-- TASK OBJECTIVE --
Pull out each line of the material below that contains the word "throw", and copy those lines in full.

* Start *

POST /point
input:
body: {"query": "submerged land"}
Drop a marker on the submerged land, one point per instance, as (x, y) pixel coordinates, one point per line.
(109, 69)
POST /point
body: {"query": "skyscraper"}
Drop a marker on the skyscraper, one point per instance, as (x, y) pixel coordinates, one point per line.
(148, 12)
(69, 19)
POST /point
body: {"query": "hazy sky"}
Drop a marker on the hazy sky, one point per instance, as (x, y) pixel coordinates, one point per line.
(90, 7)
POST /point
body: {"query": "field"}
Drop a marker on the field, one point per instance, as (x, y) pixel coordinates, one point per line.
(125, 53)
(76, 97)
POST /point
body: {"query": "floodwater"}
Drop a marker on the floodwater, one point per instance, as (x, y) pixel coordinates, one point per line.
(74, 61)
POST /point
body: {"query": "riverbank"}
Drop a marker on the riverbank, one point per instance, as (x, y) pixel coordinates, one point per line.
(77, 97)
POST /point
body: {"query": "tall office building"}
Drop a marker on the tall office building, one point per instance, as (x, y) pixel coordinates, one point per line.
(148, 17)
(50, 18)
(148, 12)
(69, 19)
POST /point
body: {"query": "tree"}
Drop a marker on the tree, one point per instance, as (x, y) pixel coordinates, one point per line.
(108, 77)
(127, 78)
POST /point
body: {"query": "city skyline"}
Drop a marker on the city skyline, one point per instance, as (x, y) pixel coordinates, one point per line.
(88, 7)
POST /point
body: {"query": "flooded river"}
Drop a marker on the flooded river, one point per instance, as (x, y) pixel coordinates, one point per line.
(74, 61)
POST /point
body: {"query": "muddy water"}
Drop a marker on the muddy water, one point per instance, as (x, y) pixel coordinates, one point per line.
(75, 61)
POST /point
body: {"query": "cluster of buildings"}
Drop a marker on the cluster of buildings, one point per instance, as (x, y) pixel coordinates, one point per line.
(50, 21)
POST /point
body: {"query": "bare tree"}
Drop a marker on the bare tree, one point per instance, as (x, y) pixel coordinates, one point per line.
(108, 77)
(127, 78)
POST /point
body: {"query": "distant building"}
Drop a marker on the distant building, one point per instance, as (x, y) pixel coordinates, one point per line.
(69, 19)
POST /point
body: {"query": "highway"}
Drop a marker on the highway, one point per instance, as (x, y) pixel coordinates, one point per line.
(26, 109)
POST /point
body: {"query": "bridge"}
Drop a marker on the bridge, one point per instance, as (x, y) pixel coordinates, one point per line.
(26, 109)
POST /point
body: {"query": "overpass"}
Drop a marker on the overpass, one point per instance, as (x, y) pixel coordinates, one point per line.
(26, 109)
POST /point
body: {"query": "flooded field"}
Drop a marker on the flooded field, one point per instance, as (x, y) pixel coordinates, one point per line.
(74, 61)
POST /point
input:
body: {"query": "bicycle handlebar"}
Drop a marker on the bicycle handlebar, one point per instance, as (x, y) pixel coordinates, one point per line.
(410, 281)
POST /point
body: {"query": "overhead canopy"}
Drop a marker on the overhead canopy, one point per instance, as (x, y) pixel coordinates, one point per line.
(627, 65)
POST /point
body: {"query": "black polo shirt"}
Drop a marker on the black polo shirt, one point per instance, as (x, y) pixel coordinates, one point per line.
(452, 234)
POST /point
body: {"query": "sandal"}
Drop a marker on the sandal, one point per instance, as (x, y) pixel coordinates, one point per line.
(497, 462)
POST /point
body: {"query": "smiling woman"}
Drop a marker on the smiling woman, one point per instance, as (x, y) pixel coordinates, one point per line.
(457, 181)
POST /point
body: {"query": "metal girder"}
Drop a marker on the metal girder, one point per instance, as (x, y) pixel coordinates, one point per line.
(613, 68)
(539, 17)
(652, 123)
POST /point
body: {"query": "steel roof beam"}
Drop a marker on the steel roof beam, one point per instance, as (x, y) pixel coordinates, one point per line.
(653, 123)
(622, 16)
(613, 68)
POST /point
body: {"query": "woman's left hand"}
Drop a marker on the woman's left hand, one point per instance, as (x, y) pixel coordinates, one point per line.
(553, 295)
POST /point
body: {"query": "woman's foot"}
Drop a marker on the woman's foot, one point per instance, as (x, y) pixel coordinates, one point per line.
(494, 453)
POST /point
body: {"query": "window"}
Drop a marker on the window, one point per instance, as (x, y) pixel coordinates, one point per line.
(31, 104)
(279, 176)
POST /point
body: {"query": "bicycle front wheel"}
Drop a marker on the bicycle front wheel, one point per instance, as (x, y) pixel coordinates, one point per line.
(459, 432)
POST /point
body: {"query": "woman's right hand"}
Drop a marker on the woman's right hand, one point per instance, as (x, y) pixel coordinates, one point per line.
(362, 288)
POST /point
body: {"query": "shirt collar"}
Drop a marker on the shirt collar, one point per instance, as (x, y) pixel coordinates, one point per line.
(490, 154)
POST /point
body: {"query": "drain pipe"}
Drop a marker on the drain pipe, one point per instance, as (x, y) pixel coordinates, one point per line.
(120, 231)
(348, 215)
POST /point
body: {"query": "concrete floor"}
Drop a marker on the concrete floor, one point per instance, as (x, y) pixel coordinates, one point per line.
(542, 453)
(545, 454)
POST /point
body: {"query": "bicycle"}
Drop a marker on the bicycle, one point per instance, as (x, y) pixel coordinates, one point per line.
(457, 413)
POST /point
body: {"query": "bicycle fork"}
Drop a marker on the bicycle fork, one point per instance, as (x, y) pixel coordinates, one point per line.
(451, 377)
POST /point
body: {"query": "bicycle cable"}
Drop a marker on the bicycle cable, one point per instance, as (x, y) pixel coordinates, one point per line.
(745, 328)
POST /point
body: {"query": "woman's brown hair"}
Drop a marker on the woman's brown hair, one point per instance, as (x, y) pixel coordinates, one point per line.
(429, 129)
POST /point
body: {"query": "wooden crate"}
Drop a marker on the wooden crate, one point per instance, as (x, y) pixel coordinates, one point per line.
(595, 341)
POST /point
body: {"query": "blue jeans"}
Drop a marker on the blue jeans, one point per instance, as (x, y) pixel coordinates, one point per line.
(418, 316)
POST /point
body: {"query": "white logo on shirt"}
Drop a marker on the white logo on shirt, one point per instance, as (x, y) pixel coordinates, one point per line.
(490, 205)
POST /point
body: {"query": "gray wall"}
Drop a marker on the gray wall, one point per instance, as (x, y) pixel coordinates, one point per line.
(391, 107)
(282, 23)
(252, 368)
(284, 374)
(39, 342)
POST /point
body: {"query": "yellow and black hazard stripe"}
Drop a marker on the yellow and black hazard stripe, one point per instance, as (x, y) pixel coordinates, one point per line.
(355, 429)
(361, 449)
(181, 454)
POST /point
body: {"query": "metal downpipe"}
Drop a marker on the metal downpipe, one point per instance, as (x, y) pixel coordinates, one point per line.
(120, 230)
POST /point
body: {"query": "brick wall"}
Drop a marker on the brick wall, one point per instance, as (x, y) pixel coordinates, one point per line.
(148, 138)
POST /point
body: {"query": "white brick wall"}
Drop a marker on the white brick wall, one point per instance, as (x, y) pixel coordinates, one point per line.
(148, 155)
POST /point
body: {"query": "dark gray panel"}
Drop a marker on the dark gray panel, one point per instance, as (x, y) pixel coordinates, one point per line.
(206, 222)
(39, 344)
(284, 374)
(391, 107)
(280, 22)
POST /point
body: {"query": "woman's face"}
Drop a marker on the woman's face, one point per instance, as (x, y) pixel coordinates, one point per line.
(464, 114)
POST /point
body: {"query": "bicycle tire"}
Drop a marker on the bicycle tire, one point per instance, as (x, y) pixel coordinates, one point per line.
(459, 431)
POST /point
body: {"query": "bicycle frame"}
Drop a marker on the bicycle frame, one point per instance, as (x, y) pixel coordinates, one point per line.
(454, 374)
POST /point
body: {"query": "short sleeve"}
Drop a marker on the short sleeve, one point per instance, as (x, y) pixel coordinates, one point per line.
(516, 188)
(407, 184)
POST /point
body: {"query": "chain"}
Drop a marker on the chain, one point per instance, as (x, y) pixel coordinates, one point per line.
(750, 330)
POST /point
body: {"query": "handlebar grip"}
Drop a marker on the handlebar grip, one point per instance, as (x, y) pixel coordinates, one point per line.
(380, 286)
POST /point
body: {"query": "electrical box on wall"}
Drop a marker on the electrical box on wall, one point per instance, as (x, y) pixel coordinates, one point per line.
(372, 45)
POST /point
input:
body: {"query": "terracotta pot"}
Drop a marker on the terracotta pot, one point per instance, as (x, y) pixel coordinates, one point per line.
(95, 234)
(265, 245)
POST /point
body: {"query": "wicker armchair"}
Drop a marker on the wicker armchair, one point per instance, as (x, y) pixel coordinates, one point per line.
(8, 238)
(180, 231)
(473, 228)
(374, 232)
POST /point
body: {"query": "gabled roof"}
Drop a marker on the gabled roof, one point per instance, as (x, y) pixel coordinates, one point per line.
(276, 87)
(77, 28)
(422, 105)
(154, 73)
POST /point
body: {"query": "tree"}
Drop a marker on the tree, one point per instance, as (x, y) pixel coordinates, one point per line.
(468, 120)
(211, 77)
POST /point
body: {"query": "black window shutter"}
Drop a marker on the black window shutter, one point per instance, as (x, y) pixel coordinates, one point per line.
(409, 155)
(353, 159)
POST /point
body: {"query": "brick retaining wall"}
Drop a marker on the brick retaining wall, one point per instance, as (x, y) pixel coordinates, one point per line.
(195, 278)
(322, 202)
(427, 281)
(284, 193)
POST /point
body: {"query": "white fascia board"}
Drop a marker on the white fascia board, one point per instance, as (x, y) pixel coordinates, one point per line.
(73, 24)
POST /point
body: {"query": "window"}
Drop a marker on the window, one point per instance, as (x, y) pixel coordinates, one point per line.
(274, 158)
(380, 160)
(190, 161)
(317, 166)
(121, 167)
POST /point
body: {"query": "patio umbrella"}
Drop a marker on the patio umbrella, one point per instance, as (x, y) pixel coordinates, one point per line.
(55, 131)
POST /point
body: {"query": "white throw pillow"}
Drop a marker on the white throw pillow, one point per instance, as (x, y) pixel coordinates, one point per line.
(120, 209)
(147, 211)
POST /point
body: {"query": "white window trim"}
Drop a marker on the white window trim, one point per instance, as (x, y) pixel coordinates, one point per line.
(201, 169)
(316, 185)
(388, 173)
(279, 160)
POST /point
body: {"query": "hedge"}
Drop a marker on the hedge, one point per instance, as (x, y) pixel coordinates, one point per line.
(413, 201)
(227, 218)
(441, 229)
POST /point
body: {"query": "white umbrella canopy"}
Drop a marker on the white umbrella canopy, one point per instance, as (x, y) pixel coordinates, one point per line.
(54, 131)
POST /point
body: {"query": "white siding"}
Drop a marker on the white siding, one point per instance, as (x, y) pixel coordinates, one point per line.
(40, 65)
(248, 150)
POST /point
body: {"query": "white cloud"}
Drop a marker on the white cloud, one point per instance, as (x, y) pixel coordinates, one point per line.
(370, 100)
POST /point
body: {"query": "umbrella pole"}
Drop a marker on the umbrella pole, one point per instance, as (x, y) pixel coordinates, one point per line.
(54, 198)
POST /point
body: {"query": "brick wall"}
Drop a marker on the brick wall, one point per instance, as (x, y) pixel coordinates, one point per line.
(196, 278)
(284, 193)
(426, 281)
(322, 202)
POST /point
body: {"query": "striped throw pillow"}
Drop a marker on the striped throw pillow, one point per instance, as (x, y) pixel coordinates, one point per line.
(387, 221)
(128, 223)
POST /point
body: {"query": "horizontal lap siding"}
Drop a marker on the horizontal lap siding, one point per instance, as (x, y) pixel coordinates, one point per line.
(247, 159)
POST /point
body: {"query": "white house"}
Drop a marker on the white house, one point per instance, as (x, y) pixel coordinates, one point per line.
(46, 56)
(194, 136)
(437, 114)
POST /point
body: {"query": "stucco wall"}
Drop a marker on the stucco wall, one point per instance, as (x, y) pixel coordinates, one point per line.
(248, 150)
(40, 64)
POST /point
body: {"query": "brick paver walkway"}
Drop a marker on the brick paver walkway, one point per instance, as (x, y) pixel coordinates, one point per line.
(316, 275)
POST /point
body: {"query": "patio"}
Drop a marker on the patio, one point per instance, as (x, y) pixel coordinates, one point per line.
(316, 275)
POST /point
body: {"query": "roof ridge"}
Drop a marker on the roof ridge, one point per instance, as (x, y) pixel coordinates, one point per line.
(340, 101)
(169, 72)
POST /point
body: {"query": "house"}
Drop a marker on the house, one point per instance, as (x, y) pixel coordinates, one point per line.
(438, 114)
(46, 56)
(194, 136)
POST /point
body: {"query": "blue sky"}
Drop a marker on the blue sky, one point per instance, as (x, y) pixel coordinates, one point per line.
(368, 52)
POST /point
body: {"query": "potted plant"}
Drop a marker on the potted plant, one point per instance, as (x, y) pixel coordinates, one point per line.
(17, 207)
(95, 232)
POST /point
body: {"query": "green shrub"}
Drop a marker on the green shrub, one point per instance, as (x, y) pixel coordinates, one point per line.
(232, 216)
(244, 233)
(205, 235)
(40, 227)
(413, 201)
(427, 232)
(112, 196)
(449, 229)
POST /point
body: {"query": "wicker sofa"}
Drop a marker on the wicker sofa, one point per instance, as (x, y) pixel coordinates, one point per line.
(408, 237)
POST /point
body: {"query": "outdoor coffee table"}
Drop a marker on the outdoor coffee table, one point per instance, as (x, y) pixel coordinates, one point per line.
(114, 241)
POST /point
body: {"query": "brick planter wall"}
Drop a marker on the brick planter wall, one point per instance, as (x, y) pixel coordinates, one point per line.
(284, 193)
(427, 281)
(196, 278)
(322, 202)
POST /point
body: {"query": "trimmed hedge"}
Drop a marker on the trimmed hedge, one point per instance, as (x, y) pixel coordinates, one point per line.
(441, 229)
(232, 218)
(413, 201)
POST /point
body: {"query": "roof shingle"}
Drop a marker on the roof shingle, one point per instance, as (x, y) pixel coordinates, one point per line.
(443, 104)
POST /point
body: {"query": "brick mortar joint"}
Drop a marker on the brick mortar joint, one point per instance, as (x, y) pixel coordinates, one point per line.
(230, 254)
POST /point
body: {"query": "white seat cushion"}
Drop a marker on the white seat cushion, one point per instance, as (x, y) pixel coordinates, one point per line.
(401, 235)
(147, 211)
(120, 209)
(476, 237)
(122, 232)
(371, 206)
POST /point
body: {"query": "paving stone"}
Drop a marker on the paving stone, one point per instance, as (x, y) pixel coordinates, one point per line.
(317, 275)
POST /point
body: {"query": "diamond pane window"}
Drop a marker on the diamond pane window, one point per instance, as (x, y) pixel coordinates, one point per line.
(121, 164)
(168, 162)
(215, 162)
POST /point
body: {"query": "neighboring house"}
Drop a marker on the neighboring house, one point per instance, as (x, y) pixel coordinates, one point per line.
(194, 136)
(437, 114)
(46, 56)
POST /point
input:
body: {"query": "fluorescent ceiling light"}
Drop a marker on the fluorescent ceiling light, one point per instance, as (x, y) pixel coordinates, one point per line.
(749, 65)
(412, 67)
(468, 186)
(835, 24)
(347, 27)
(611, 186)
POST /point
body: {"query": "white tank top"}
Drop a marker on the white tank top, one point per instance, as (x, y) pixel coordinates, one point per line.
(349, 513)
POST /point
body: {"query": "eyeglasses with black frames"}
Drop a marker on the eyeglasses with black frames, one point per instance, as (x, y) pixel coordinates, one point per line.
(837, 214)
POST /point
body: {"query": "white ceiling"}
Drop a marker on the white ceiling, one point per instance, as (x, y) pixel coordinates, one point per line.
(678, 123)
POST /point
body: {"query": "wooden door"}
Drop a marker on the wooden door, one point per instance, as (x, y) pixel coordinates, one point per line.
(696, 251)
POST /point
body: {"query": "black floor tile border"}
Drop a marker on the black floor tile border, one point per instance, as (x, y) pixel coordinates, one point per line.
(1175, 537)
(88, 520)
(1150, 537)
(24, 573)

* End *

-- REPLY TO THE EXERCISE --
body: {"query": "white throw pillow"}
Drop a marker on the white throw pillow, one point per instance, as (x, y) pixel coordinates, one point per line.
body: {"query": "striped throw pillow"}
Drop a marker on the striped throw pillow, one point per instance, as (x, y) pixel coordinates, one point per line.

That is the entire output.